**Makale**
=======

KAMU
OYUNA
YANSIYAN, GÜNDEMİNİ
MEŞGUL EDEN, O KADAR
İLGİNÇ OLAYLAR, KONULAR VAR Kİ, TAM AZİZNESİNLİK!
Bu kadarı da
olur mu, bu kadarına da pes doğrusu, el insaf v.b. söylemlerini
insansan dedirtecek boyuttalar. Bura da hangisine örnek olarak yer vermemi
istiyorsunuz! İsterseniz bir çoklarımızın
düşüncesini açığa vurmaktan çekindiği, korktuğu su
Ergenekon, balyos, v.b. davalar, örneğin!

=======

(Bir veri bloğu)
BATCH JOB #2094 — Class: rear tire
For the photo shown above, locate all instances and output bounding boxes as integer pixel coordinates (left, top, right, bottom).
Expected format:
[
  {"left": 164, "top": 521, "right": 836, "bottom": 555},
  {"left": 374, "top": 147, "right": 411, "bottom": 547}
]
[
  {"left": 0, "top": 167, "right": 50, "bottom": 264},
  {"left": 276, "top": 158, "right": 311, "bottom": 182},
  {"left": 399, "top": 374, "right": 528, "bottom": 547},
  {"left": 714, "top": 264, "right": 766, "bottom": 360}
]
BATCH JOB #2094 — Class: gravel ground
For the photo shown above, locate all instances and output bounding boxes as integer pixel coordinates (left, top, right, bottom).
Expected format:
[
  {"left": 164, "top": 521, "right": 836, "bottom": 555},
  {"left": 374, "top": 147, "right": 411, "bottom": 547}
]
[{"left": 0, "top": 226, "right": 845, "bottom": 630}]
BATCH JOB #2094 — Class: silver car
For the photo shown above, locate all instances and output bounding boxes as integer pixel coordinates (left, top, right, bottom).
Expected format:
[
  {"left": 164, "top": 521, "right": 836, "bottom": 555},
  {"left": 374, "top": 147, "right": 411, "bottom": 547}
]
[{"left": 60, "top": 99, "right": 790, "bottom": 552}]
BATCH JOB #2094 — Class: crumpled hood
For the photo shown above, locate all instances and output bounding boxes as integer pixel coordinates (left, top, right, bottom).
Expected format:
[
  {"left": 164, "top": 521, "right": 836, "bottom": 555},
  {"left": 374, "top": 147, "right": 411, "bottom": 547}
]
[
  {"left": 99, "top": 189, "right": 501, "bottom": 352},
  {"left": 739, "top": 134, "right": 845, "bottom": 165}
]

=======

**Verilen görev 1**
Makalenin "Bu kadarı da" sözlerini içeren ifadeyle açılıp "v.b. davalar, örneğin!" ile kapanan bölümünü aynen yineleyin.
**Verilen görev 2**
Şu ifadelerin makaleyle uyuşup uyuşmadığını belirtin ve her biri için evet ya da hayır deyip kararı belirleyen sözleri makaleden birebir alıntılayın: (a) Makalede Ergenekon davası örnek olarak anılır. (b) Makale, kamunun gündemini meşgul eden konuları sıradan ve ilgi çekmeyen konular olarak niteler. (c) Makaleye göre birçok kişi düşüncesini açığa vurmaktan çekinir.

**Alıştırma yanıtı 1**
Bu kadarı da
olur mu, bu kadarına da pes doğrusu, el insaf v.b. söylemlerini
insansan dedirtecek boyuttalar. Bura da hangisine örnek olarak yer vermemi
istiyorsunuz! İsterseniz bir çoklarımızın
düşüncesini açığa vurmaktan çekindiği, korktuğu su
Ergenekon, balyos, v.b. davalar, örneğin!

**Alıştırma yanıtı 2**
(a) Evet: "Ergenekon, balyos, v.b. davalar, örneğin!"
(b) Hayır: "O KADAR İLGİNÇ OLAYLAR, KONULAR VAR Kİ, TAM AZİZNESİNLİK!"
(c) Evet: "bir çoklarımızın düşüncesini açığa vurmaktan çekindiği, korktuğu"